Short task A: In the Automore Ltd costing problem, what price per unit does Techtron Ltd's order offer?

Selected extract:
Question: QUESTION TWO [ 2 5 ] Automore Ltd manufacturers components for motor vehicle assemblers. Although new motor vehicle sales are starting to improve, Automore is

QUESTION TWO [25]
Automore Ltd manufacturers components for motor vehicle assemblers. Although new
motor vehicle sales are starting to improve, Automore is still operating for only 3500 direct
labour hours per month, which represents 70 per cent of normal capacity.
One of Autoquips valued customers, Techtron Ltd, has approached the marketing director
with a proposal to buy a modified version of one of Automores existing components, DXX.
The order is for 1000 units per month, for three months, at a price of R102 per unit.
Techtrons regular overseas supplier has been temporarily shut down, following a fire in its
factory.
Automores standard direct manufacturing cost for component DXX, without modification, is
as follows:
R
Direct materials 30
Direct labour (1 hour)25
Standard direct cost 55
3
As expected, these direct costs are variable in nature.
Manufacturing overhead is absorbed into production at the predetermined rate of 80% of
standard direct labour cost. This overhead rate consists of the following:
% standard direct labour cost
Variable manufacturing overhead 20%
Fixed manufacturing overhead 60%
Predetermined manufacturing overhead rate 80%
Variable manufacturing overhead varies with direct labour cost.

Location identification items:
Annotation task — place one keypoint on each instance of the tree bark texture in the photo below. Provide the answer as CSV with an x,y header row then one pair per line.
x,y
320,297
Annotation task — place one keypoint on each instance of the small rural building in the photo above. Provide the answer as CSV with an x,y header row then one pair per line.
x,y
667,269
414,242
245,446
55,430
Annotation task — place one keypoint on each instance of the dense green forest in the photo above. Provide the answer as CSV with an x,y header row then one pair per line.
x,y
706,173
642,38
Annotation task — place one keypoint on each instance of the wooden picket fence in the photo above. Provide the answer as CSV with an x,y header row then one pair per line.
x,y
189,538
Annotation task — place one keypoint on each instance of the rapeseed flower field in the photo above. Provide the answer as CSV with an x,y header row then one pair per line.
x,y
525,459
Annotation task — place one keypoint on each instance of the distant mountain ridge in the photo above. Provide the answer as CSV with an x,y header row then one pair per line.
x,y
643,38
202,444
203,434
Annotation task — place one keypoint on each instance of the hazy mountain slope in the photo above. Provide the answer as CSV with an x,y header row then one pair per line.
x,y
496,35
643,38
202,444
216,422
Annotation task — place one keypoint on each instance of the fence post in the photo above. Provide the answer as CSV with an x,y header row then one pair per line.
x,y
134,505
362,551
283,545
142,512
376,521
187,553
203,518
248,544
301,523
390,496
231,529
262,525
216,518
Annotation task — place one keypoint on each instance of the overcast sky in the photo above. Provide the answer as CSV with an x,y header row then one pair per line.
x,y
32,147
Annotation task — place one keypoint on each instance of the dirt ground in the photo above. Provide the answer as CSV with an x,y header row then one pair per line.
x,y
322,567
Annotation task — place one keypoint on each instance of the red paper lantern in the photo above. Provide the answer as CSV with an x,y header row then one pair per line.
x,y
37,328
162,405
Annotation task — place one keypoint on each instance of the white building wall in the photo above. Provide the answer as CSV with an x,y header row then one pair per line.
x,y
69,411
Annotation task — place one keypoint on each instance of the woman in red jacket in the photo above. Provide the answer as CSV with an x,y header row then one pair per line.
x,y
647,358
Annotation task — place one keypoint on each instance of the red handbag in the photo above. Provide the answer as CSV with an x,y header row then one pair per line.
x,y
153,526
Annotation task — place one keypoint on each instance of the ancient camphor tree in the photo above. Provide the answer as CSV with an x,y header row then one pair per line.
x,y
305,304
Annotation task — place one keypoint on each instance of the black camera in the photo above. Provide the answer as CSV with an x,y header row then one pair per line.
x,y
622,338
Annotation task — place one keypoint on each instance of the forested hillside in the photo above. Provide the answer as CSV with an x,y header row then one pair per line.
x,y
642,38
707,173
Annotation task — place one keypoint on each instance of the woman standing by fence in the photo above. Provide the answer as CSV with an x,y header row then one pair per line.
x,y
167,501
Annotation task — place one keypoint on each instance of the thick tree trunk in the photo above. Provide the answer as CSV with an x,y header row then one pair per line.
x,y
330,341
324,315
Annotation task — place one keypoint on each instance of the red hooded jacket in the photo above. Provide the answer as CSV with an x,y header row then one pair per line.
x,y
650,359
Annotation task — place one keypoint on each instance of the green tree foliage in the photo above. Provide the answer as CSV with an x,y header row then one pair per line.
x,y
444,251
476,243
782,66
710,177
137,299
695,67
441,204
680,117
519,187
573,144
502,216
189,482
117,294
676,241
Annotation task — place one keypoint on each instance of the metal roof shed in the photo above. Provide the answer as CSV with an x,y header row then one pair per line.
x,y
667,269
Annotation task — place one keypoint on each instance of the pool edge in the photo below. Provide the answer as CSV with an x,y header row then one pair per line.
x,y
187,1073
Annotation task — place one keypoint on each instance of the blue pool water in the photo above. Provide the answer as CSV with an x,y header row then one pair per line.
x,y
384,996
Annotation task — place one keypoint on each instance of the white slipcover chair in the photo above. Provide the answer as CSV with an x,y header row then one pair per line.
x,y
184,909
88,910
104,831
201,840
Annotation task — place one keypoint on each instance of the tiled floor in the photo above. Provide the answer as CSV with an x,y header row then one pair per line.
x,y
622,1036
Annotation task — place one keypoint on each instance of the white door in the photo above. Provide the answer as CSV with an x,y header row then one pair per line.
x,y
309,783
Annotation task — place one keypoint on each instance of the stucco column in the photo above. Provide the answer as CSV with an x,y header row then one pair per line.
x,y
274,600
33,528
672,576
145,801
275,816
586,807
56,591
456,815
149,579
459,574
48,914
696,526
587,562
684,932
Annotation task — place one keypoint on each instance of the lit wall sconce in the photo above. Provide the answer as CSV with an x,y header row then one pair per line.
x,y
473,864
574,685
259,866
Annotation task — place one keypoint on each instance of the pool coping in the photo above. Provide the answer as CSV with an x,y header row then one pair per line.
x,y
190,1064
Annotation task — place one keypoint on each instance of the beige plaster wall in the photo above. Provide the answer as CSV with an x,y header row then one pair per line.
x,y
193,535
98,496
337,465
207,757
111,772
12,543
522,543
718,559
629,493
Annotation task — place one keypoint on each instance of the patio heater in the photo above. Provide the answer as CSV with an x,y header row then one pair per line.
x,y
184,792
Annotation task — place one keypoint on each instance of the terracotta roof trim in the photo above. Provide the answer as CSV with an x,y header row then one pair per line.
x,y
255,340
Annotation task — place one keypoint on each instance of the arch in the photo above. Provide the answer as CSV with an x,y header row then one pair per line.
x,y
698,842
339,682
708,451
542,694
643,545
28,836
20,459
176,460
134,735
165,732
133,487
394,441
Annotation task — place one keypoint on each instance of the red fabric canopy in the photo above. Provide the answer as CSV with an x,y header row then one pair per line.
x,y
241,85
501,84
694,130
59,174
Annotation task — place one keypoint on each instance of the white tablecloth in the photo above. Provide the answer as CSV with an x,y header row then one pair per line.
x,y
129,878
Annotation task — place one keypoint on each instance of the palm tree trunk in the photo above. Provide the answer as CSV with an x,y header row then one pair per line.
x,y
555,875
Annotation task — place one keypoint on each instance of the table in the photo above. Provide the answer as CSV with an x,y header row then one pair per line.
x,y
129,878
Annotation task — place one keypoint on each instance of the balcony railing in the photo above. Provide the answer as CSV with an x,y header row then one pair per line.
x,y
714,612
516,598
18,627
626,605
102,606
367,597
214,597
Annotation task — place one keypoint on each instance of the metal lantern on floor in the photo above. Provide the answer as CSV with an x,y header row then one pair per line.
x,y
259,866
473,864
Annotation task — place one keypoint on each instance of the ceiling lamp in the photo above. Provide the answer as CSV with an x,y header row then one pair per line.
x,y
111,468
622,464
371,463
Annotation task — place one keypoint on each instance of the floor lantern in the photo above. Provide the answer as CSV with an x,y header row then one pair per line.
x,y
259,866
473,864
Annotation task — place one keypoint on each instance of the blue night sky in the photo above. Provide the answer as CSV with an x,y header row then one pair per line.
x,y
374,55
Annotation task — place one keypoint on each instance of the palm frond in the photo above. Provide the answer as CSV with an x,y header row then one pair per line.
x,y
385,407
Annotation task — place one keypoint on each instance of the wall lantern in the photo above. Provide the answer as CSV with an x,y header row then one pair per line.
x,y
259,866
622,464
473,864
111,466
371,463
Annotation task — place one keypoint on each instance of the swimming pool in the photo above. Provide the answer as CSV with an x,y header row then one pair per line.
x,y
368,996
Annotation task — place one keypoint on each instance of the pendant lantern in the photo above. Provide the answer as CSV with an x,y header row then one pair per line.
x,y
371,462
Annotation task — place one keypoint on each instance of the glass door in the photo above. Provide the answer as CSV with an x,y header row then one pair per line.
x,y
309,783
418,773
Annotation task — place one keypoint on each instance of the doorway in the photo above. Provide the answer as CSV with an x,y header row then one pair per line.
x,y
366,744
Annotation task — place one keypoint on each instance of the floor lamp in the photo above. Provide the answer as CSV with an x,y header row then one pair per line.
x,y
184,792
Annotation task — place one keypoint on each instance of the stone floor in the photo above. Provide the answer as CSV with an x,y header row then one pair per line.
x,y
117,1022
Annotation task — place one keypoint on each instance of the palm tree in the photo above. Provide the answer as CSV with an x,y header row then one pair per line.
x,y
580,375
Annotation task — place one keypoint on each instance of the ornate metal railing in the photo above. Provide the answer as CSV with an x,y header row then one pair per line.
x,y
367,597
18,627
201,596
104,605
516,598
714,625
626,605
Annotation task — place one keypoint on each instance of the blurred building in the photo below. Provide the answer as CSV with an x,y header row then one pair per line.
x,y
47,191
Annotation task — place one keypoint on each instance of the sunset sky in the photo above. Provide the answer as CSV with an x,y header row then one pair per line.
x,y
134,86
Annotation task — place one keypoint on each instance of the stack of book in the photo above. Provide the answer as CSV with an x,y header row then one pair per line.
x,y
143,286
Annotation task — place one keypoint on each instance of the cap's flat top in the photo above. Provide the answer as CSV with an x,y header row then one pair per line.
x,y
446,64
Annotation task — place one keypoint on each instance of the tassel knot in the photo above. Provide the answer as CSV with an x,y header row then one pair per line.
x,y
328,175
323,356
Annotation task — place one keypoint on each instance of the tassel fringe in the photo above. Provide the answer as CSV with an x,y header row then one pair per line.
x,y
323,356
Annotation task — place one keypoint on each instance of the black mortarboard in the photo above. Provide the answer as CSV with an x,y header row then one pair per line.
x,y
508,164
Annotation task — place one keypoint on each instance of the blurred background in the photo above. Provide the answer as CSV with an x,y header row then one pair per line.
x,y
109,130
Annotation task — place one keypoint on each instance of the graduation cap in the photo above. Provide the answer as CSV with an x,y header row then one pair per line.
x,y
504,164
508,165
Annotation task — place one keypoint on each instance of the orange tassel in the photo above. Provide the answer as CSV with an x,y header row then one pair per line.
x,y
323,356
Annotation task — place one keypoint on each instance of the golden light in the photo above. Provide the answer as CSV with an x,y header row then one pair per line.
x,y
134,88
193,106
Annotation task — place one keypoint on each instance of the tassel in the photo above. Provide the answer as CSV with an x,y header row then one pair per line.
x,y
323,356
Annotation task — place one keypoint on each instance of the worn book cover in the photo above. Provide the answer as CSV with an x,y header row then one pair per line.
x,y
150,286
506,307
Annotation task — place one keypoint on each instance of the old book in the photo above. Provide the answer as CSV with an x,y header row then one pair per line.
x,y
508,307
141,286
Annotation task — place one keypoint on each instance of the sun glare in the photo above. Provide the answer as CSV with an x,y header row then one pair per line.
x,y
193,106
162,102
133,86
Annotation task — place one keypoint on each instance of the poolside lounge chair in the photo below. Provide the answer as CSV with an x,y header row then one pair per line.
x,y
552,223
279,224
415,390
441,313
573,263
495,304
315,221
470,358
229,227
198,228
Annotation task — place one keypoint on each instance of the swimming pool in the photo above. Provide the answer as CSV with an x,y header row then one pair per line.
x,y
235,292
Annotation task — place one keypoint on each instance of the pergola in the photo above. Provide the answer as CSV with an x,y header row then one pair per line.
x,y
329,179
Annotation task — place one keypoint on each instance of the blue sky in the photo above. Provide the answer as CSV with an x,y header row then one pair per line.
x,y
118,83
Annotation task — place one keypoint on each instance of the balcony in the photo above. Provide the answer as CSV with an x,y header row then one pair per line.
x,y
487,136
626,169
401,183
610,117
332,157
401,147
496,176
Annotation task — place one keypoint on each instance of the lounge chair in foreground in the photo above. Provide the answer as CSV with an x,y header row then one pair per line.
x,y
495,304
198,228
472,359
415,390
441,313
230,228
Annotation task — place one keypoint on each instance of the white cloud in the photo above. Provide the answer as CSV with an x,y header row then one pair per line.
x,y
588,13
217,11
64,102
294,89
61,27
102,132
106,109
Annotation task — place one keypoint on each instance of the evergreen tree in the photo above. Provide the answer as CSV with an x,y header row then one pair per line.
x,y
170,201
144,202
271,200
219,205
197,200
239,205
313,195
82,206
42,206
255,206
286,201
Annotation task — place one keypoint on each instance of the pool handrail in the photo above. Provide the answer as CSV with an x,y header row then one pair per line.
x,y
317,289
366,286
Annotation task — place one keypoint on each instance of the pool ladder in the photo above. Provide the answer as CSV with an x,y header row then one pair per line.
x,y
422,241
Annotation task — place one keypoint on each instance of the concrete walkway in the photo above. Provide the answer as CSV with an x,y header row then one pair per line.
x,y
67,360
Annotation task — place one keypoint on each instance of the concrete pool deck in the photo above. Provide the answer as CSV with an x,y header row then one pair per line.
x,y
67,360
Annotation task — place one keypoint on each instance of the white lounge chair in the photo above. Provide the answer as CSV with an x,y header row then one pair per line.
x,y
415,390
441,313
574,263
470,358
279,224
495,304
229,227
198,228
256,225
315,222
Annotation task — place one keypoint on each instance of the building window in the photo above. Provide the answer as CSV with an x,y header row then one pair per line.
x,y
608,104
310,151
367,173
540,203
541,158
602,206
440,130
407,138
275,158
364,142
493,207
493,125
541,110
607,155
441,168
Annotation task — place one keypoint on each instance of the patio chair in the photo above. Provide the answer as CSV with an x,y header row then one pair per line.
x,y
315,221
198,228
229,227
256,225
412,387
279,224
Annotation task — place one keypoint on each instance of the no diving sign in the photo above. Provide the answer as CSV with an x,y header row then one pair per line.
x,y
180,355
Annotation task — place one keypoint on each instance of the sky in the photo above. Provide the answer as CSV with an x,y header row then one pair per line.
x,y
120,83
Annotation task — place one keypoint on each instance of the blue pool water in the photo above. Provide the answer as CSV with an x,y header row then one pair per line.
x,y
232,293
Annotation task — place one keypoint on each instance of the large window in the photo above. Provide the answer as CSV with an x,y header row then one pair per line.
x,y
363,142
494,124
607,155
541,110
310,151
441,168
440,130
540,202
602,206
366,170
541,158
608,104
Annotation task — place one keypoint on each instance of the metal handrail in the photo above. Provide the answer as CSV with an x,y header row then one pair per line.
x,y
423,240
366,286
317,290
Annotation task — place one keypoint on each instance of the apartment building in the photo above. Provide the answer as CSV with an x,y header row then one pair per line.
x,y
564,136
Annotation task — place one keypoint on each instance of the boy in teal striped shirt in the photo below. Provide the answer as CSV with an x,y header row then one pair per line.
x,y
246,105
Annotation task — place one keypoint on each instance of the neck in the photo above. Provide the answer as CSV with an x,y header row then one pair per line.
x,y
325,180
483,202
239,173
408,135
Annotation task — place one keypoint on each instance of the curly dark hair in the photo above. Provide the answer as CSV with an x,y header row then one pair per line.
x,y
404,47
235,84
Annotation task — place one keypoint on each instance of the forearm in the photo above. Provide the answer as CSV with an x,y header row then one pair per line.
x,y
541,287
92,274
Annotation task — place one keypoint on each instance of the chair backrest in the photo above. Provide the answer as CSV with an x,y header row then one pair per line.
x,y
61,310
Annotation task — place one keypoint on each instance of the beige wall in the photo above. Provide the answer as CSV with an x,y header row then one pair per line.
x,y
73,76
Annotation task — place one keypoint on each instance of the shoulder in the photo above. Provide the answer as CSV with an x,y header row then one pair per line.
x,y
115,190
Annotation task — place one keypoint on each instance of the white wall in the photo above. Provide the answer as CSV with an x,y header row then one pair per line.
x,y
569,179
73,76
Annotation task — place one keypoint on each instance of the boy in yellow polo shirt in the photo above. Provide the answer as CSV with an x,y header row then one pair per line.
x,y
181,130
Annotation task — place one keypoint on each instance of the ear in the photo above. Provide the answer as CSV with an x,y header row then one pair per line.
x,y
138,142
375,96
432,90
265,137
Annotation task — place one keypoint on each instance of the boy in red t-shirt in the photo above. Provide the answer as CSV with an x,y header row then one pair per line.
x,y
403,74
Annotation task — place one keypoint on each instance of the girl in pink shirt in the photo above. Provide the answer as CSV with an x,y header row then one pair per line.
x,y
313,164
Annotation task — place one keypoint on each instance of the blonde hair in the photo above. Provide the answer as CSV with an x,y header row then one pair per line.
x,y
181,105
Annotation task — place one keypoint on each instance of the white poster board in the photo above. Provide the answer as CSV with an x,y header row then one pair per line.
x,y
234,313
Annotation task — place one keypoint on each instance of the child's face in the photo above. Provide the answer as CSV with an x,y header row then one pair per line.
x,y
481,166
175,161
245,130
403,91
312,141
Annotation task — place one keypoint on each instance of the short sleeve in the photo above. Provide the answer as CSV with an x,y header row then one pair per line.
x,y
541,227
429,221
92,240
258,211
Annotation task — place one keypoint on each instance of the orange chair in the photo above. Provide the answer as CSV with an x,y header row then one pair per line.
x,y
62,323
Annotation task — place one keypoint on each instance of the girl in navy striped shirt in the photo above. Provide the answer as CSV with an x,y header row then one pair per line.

Short task B: Tally the lines of the records above that contain the string "edge", treating case as significant. Reply with the number only.

Task solution A: R102 per unit.

Task solution B: 1